• _Extracted data_

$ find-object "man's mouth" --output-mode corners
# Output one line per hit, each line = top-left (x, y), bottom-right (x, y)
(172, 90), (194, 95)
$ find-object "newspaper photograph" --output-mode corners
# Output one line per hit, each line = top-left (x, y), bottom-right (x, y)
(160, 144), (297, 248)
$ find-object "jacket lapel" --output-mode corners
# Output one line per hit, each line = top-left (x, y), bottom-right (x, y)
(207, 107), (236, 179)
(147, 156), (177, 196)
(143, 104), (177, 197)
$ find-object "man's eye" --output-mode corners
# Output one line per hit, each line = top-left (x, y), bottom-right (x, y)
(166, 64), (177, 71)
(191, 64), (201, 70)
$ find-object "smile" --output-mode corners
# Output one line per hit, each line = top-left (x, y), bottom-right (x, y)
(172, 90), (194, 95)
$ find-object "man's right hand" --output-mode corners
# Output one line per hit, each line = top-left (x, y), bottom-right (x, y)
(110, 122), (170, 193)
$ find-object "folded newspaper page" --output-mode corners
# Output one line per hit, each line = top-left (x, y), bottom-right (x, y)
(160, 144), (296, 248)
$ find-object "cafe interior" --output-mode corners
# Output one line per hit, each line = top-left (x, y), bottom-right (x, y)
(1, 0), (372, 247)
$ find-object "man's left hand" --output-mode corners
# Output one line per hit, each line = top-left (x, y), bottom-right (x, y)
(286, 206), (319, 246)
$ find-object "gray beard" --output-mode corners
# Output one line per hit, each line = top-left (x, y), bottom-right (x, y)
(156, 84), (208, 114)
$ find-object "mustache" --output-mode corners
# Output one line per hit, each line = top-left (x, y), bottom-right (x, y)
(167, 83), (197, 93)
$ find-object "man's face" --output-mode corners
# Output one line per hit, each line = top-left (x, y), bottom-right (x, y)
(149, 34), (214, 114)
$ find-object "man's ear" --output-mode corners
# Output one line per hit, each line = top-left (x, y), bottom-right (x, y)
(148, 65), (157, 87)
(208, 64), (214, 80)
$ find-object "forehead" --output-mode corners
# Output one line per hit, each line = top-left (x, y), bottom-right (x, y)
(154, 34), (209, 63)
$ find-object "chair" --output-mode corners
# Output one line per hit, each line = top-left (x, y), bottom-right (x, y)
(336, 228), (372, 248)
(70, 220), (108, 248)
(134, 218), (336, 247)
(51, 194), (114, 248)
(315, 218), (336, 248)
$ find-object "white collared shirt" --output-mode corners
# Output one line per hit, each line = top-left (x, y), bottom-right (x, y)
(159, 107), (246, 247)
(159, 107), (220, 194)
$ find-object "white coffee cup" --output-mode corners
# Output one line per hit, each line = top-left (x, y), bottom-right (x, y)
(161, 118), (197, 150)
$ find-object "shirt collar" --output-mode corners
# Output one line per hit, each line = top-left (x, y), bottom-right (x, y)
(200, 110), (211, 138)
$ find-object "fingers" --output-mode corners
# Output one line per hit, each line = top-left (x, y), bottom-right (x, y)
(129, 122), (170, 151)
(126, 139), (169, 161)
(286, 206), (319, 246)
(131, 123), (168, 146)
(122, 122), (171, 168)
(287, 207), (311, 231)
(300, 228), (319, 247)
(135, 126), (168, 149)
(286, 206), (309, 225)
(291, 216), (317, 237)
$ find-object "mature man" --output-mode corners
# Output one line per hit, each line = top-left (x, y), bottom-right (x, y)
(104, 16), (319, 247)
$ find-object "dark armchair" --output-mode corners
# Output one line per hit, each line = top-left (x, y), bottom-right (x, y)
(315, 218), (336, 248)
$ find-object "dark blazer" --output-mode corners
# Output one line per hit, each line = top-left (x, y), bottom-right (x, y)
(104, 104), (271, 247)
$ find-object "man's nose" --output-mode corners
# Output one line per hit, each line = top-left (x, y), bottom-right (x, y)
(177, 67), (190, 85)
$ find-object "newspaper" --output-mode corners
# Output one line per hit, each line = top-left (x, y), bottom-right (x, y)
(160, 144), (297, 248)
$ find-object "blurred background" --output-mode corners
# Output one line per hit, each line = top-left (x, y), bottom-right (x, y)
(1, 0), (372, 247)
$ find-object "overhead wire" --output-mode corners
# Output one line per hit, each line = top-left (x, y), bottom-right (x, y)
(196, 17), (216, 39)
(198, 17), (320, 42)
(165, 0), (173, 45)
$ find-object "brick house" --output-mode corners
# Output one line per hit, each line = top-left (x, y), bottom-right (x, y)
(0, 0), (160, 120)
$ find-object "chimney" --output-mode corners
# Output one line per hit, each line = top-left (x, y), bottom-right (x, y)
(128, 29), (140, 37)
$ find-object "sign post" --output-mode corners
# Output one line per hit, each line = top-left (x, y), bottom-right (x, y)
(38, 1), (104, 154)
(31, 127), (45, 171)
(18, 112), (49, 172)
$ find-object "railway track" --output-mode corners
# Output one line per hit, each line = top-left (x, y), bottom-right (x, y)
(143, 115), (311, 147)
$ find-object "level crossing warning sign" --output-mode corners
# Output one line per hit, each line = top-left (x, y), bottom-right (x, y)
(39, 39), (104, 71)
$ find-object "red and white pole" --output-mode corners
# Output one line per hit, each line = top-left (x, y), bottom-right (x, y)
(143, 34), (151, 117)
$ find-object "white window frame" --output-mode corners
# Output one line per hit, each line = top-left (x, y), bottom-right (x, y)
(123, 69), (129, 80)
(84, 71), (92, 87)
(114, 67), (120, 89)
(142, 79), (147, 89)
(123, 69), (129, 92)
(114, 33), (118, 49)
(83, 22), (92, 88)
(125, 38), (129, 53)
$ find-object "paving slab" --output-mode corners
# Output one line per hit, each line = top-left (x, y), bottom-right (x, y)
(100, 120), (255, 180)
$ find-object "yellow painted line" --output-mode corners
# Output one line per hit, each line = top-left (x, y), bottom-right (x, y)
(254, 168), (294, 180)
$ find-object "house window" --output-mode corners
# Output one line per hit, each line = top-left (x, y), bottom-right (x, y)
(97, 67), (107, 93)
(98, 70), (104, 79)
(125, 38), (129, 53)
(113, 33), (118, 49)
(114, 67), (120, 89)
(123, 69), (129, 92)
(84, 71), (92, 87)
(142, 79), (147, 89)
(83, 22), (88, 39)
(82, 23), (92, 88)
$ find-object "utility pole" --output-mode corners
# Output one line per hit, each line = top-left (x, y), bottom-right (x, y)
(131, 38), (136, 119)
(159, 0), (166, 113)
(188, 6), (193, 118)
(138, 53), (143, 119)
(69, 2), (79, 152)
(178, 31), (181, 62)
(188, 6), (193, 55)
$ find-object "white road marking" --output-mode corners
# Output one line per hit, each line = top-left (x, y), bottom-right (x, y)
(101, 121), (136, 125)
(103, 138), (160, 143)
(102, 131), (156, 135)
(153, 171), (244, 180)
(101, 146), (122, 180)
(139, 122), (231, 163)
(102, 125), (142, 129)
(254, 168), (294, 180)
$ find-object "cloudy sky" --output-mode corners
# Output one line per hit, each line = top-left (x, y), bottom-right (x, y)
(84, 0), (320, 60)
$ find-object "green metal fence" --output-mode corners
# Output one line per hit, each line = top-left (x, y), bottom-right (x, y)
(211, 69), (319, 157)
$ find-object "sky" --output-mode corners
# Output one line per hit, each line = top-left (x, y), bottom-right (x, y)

• _Required work_
When a line in the listing has the word "shirt", return that line.

• _Task output_
$ find-object "white collared shirt" --output-mode corners
$ find-object "shirt collar" --output-mode corners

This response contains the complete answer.